• **REQUEST 1**:
Answer these from the forum thread on end-to-end question generation:
(a) What price does text1 give for Chicken Samosa?
(b) What prefix does the reply say the text needs for e2e models?
(c) In the code suggested in the reply, what value is num_beams set to?
• **REQUEST 2**: Reproduce the passage of the forum thread on end-to-end question generation from "This is the" up to and including "single-task qg model.".

• **PAGE EXCERPT**:

★ ★ ★ ★ ★ ★ ★

End-to-End Question Generation directly from /trasnformers library
I'm trying to generate questions using "valhalla/t5-base-e2e-qg" End-to-End model directly from the /transformers library.
My code:
# Item No. 1
text1 = "Chicken Samosa costs $6.95"
text2 = "Chicken Samosa has Crispy Wrappers filled with Spiced Chicken."
text3 = "Chicken Samosa is served with Cilantro Dipping Sauce."
t5_e2es_tokenizer = AutoTokenizer.from_pretrained("valhalla/t5-small-e2e-qg")
t5_e2es_model = AutoModelWithLMHead.from_pretrained("valhalla/t5-small-e2e-qg")
enc = t5_e2es_tokenizer([text2], return_tensors="pt")
input_ids = enc["input_ids"]
attention_mask = enc["attention_mask"] # necessary if padding is enabled so the model won't attend pad tokens
t5e2es_tokens = t5_e2es_model.generate(input_ids=input_ids, attention_mask=attention_mask
, num_beams=10, num_return_sequences=3
)
out_ = []
for token in t5e2es_tokens:
print(t5_e2es_tokenizer.decode(token))
out_.append(t5_e2es_tokenizer.decode(token))
This is the output I get:
Chicken Samosa has Crisp Wrappers filled with Spiced Chicken Samosa has Chicken Samosa has Crisp Wrappers filled with Spice Chicken Samosa has Crisp Chicken Samosa has Crisp Wrappers filled with Spiced Chicken. Crisp Wrappers filled
Where did I go wrong? I thought I just had to follow the same procedure which I did for single-task qg model.
Hi. Any comments on this? @patil-suraj
Hi @vidyap-xgboost
For e2e models, we need different generate parameters and the text needs to be prefixed with generate questions: .
Also </s> should be added at the end for all of these T5 models.
you can try this
text2 = "generate questions: Chicken Samosa has Crispy Wrappers filled with Spiced Chicken. </s>"
enc = t5_e2es_tokenizer([text2], return_tensors="pt")
input_ids = enc["input_ids"]
attention_mask = enc["attention_mask"] # necessary if padding is enabled so the model won't attend pad tokens
t5e2es_tokens = t5_e2es_model.generate(
input_ids=input_ids,
attention_mask=attention_mask,
num_beams=4,
max_length=256,
no_repeat_ngram_size=3,
length_penalty=1.5,
early_stopping=True,
)
out_ = []
for token in t5e2es_tokens:
print(t5_e2es_tokenizer.decode(token))
out_.append(t5_e2es_tokenizer.decode(token))
=> Chicken Samosa has Crispy Wrappers filled with what? <sep> What spiced chicken is filled with Spiced Chicken? <sep>

★ ★ ★ ★ ★ ★ ★

Location labeling records

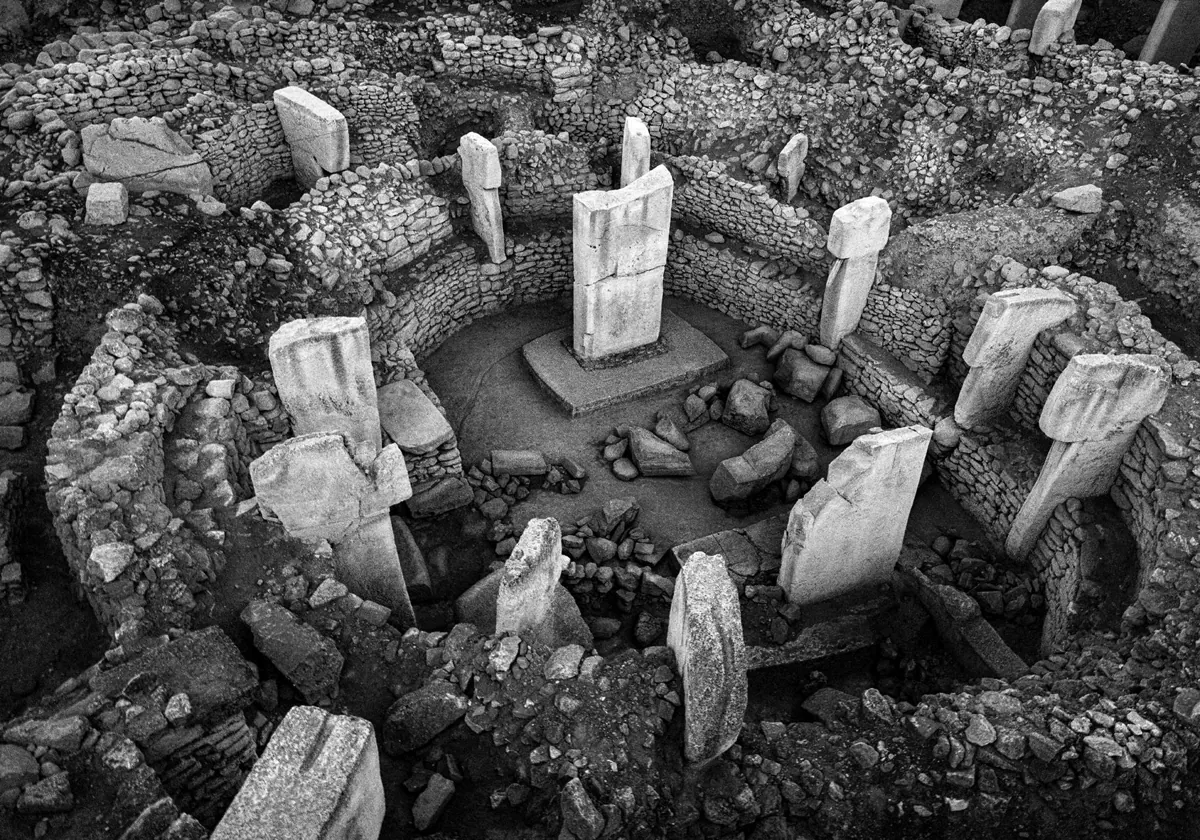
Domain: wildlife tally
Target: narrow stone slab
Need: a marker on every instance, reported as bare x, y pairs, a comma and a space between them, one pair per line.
318, 779
705, 631
411, 418
689, 355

★ ★ ★ ★ ★ ★ ★

• **WORKED SOLUTION 1**:
(a) $6.95
(b) generate questions:
(c) 4

• **WORKED SOLUTION 2**:
This is the output I get:
Chicken Samosa has Crisp Wrappers filled with Spiced Chicken Samosa has Chicken Samosa has Crisp Wrappers filled with Spice Chicken Samosa has Crisp Chicken Samosa has Crisp Wrappers filled with Spiced Chicken. Crisp Wrappers filled
Where did I go wrong? I thought I just had to follow the same procedure which I did for single-task qg model.